> Work item: Continue the piece on the Tabari Artspace residency at the La Serena hotel, starting right after its final sentence.

• Tabari Artspace: Forte dei Marmi Residency

    Tabari Artspace: Forte dei Marmi Residency

    Tabari Artspace art gallery has collaborated with the newly renovated boutique hotel, La Serena, in Forte Dei Marmi to launch a revolving gallery space and artist residency.
     
    The hotel-gallery concept forms a platform that will allow visitors to immerse themselves in a revolving exhibition of works by international artists. Beyond its role as a revolving exhibition space, the hotel extends an invitation to artists to take up residence within its walls. The artist residency programme, pioneered by Tabari Artspace, aims to forge connections between ambitious artists, writers, and creatives, providing them with a global platform and inspiring the next generation of artistic visionaries through immersive experiences in stimulating environments.

> Listed records:

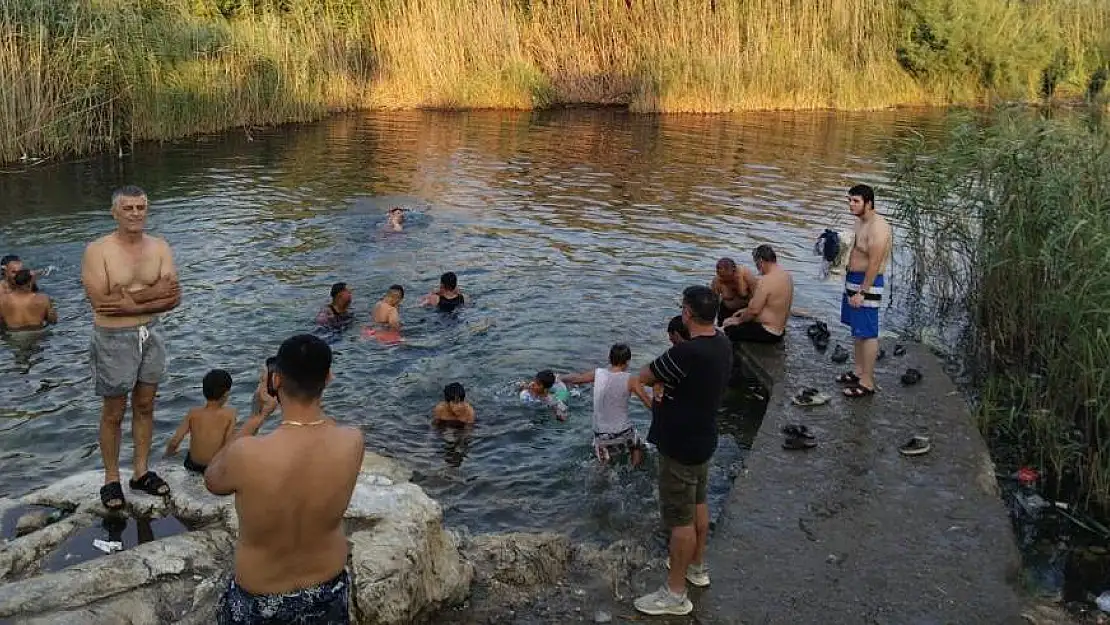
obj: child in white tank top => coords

--

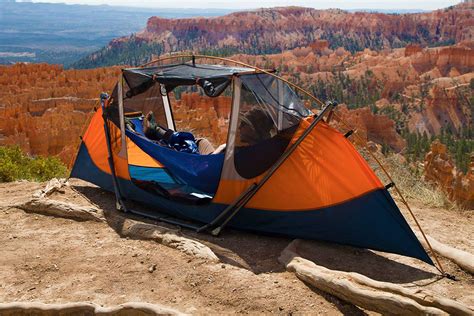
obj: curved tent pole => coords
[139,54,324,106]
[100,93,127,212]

> Exercise result:
    During their residency, artists can unwind, absorb inspiration, and follow in the footsteps of visionaries such as Michelangelo and Henry Moore, who once sought solace and creativity in Forte dei Marmi. 
     
    We are pleased to welcome Malik Thomas Jalil and Samo Shalaby as our first artists-in-residence at the hotel during summer 2024.
     
    ABOUT SAMO SHALABY

    Samo Shalaby is an Egyptian-Palestinian fine artist based between Dubai and London. Growing up in Cairo and Dubai before pursuing his artistic education at Central Saint Martins, Samo was exposed to a myriad of artistic expressions, styles, and forms of art-making that have shaped his unique creative oeuvre. 


    Exploring fields such as stage design, costume design, and jewellery, Samo began integrating strands of theatrical essence into his work, infused with a distinct dramatic flair. His artistic explorations traverse the styles of antiquity, surrealism, and the grotesque, filtered through his own contemporary and personal lens. His work embodies an inherent fascination with blurring the boundaries between identity, culture, and couture, often through dichotomous narratives that lurk behind beautiful facades. Combining a range of aesthetics and motifs from various decades, Samo crafts new worlds that are familiar yet so far away. Whether on camera or canvas, symbolism and storytelling are crucial elements for conjuring Samo's vision into existence.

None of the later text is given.